_SET TASK_
In the data below, change every "bag flap" to "purse flap" and write the lines out again with nothing else altered. Leave the pictures out.
* Begin *
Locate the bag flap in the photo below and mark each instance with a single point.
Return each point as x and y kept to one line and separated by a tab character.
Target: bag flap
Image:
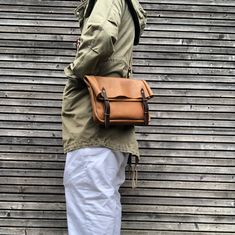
118	87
* End *
_CORRECT RESPONSE_
Locate the purse flap in the photo below and mark each instance with a single point.
Return each point as x and y kept to one line and separated by a tab character.
Target: purse flap
Image:
118	87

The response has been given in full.